How to complete this task: If a line includes "metal", copy it out of the entries.

Data extracts:
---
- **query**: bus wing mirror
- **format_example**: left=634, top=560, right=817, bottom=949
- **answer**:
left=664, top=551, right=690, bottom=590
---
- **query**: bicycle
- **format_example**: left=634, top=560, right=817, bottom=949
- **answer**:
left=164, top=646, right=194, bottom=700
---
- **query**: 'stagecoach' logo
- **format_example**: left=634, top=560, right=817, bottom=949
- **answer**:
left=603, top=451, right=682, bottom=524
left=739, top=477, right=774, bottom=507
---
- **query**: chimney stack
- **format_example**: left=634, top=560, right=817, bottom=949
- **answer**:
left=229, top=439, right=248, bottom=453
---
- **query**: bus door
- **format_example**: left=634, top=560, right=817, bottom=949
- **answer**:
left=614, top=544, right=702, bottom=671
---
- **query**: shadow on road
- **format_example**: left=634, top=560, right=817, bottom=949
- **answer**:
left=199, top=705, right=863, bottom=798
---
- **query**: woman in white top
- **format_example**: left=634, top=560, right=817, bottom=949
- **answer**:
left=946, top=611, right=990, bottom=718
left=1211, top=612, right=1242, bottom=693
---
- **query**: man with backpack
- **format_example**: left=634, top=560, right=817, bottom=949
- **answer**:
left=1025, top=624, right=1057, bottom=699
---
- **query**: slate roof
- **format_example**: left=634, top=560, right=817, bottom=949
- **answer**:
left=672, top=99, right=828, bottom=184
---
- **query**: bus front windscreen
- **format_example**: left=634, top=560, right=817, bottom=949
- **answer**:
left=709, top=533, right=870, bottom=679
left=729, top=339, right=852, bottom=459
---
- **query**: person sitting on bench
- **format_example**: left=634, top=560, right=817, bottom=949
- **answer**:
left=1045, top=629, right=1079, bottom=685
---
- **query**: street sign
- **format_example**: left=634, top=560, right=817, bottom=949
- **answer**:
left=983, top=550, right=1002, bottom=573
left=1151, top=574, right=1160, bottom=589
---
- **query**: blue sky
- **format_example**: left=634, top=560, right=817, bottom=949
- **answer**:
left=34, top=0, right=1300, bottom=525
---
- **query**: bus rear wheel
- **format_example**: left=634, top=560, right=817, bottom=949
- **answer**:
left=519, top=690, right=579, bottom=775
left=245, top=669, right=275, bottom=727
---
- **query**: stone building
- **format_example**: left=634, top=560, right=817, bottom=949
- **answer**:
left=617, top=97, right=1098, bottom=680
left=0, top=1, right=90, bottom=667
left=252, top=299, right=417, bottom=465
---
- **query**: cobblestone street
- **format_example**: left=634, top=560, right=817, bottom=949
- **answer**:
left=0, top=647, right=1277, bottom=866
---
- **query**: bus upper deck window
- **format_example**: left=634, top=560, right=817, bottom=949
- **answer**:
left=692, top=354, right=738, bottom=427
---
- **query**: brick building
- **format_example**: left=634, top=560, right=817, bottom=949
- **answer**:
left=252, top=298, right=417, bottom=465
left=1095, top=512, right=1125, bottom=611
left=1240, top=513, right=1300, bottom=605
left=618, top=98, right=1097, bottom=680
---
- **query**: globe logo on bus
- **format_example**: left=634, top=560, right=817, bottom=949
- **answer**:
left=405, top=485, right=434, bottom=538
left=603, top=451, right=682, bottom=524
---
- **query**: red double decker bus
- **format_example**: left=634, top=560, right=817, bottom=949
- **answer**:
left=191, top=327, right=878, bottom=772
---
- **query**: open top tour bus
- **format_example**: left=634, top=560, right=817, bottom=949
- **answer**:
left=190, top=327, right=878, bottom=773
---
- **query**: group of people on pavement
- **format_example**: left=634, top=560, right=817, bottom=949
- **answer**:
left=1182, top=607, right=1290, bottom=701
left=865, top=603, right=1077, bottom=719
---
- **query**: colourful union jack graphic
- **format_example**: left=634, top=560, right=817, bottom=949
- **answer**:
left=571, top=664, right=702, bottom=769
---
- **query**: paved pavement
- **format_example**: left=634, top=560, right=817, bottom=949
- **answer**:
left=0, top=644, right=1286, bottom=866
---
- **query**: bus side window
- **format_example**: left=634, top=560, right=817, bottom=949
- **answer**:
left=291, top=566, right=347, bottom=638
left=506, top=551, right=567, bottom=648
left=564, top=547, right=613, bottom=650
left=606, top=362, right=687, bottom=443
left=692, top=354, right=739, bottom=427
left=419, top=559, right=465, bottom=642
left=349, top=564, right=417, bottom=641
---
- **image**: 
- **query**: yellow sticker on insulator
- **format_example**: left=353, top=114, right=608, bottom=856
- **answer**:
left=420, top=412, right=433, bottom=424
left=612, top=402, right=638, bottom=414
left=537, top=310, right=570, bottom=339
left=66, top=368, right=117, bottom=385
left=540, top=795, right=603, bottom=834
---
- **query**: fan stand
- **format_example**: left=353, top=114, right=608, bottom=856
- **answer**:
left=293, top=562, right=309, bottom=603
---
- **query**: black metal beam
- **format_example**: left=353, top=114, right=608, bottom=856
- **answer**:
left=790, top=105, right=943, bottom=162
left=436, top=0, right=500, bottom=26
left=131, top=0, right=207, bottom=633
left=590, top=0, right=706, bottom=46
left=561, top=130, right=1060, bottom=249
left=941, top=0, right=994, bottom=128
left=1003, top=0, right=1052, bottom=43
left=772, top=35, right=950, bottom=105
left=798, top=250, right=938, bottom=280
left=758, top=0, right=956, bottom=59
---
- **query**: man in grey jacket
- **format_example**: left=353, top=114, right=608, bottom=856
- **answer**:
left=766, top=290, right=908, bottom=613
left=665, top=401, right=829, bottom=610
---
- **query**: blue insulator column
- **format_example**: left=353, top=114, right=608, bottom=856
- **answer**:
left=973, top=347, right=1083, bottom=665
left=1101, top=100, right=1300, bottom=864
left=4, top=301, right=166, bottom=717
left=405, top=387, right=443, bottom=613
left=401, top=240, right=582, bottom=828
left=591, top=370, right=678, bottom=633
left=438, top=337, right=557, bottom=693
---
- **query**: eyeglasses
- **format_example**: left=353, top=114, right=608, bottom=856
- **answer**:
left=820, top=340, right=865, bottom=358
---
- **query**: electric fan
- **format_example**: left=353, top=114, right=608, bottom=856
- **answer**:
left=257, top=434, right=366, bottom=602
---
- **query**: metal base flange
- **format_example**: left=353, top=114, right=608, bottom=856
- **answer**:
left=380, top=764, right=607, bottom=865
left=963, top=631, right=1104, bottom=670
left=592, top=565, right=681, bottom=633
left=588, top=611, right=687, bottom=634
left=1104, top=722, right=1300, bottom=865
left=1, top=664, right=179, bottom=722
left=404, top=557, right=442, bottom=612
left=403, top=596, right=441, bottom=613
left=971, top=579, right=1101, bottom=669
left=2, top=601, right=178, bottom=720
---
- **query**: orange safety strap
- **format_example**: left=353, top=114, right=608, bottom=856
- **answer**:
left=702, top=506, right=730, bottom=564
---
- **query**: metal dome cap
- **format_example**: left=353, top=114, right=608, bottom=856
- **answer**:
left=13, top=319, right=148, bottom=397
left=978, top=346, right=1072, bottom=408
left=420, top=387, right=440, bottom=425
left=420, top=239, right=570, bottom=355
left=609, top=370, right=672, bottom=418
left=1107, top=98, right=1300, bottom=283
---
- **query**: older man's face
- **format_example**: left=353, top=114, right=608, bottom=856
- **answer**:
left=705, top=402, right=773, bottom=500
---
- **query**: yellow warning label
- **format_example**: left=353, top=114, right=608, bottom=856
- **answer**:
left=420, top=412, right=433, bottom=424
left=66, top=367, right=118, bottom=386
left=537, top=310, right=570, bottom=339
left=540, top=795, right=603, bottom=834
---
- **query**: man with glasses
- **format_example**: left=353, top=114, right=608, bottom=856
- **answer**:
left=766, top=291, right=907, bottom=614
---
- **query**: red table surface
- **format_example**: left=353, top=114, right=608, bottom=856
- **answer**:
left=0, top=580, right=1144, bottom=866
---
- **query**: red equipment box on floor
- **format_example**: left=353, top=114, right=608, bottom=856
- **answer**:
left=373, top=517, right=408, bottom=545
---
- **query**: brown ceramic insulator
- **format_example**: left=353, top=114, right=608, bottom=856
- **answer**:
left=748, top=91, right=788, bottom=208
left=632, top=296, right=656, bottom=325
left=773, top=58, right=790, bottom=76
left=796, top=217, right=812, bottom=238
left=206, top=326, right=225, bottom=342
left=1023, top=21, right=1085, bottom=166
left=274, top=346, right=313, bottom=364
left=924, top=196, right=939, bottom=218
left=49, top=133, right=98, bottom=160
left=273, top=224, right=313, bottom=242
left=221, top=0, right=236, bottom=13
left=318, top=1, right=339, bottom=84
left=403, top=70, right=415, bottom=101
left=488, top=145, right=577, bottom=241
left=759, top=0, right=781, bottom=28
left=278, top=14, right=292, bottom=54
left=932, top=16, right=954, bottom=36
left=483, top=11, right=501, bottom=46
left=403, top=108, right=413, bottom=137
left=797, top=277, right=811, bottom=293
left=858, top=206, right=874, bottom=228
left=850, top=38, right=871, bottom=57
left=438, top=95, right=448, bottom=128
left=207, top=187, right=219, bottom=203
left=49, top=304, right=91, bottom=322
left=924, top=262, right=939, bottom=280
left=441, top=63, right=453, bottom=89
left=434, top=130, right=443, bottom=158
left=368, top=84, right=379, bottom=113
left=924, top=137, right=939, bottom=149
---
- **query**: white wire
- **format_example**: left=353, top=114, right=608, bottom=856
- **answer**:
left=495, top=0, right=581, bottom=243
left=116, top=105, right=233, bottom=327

Solution to this task:
- **query**: black metal beam
- **query**: metal base flange
- **query**: metal dome cap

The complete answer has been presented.